▸ **TASK TO COMPLETE**
List every line of the entries below that contains the word "checkered", matching case exactly.

[Start]

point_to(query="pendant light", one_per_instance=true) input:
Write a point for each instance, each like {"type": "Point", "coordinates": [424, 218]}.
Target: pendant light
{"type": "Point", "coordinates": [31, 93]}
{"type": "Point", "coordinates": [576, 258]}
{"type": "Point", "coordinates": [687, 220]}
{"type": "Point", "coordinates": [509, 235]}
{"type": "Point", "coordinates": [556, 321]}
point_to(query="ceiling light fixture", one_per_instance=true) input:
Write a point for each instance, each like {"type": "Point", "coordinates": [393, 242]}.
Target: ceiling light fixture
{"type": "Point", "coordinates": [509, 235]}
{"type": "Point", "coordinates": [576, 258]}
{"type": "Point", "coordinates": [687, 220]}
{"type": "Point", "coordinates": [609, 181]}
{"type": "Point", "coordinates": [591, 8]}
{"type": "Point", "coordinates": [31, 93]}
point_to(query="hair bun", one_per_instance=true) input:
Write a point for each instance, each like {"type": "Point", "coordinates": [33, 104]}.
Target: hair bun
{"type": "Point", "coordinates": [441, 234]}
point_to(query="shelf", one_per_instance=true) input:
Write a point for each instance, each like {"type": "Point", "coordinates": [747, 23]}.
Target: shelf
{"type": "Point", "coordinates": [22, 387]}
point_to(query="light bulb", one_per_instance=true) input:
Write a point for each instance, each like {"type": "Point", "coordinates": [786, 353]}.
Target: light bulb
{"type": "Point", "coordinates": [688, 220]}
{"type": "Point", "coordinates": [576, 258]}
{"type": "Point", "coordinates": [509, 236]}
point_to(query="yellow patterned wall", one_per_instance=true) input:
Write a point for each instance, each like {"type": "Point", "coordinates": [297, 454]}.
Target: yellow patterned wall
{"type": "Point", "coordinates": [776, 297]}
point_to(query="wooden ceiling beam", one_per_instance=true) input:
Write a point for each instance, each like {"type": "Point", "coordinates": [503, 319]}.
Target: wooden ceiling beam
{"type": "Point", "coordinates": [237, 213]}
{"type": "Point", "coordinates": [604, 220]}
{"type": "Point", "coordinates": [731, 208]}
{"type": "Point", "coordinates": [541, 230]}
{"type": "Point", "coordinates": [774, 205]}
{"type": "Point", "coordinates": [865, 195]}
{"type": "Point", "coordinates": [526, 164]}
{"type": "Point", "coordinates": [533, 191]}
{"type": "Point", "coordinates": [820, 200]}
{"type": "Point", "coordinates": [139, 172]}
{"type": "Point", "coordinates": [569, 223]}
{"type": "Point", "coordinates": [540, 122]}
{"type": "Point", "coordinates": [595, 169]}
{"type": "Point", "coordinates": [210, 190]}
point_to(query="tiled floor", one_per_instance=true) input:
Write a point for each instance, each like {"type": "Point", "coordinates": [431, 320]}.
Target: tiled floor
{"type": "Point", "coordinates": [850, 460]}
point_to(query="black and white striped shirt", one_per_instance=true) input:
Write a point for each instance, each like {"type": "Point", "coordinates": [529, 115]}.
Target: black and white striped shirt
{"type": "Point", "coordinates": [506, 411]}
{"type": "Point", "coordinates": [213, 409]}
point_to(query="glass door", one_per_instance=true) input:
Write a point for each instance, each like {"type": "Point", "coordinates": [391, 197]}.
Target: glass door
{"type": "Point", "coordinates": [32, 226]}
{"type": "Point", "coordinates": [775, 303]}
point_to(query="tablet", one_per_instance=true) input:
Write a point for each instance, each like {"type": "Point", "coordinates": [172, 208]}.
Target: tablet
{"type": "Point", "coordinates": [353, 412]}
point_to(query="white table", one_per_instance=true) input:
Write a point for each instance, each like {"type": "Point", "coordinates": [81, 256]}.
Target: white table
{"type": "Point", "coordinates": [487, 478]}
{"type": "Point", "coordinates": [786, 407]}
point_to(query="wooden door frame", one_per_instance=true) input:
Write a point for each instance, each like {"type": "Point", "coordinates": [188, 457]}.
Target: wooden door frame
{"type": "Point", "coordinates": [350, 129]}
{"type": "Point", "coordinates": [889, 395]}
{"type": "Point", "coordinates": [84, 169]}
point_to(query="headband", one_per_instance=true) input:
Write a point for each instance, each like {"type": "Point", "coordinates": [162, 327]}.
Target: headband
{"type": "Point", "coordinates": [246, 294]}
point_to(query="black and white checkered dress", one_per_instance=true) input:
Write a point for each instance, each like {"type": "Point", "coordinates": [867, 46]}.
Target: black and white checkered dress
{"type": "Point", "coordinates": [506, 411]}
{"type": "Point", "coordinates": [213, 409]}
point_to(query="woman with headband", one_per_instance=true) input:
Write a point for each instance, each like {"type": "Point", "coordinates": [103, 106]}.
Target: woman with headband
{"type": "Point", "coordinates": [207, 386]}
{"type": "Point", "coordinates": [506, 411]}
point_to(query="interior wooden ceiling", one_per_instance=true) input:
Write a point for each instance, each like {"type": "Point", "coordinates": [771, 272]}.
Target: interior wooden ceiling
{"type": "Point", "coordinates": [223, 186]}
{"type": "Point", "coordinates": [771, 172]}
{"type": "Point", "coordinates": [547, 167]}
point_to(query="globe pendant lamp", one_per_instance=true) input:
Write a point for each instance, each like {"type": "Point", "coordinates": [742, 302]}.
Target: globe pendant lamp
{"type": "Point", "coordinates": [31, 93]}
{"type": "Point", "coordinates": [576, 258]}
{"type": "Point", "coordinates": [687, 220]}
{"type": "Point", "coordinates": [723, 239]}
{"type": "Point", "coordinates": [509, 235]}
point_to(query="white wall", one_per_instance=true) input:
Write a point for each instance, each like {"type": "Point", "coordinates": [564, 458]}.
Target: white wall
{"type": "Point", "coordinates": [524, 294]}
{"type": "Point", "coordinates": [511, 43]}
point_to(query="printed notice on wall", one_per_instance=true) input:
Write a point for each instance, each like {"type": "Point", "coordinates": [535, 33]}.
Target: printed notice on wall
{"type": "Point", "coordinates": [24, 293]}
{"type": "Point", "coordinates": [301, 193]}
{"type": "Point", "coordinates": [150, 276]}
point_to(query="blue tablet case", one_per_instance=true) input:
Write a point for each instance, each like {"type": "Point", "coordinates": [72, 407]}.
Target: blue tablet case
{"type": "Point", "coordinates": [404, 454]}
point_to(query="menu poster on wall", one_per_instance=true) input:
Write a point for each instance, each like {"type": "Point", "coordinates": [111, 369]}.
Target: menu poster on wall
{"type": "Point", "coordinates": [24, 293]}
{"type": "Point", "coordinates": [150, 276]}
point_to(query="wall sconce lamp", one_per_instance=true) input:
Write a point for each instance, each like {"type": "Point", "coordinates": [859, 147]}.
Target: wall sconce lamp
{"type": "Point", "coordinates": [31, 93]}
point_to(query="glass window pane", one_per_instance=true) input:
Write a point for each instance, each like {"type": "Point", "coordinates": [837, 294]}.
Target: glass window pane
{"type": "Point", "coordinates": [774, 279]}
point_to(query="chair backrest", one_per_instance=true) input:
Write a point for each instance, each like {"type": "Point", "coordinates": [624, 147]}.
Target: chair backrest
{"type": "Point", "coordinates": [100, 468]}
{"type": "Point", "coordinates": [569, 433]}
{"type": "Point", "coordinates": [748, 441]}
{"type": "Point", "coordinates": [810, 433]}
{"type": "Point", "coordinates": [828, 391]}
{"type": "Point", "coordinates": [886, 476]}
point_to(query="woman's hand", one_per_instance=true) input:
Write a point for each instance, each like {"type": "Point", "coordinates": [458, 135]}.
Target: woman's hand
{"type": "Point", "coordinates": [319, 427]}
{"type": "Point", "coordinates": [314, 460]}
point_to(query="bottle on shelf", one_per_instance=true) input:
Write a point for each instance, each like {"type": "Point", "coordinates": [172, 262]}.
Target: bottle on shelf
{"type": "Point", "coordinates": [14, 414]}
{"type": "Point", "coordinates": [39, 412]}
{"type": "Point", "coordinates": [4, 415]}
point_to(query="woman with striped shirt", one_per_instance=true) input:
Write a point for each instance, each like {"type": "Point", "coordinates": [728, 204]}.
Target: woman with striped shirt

[End]

▸ **CORRECT OUTPUT**
point_to(query="black and white checkered dress", one_per_instance=true) input:
Target: black and white checkered dress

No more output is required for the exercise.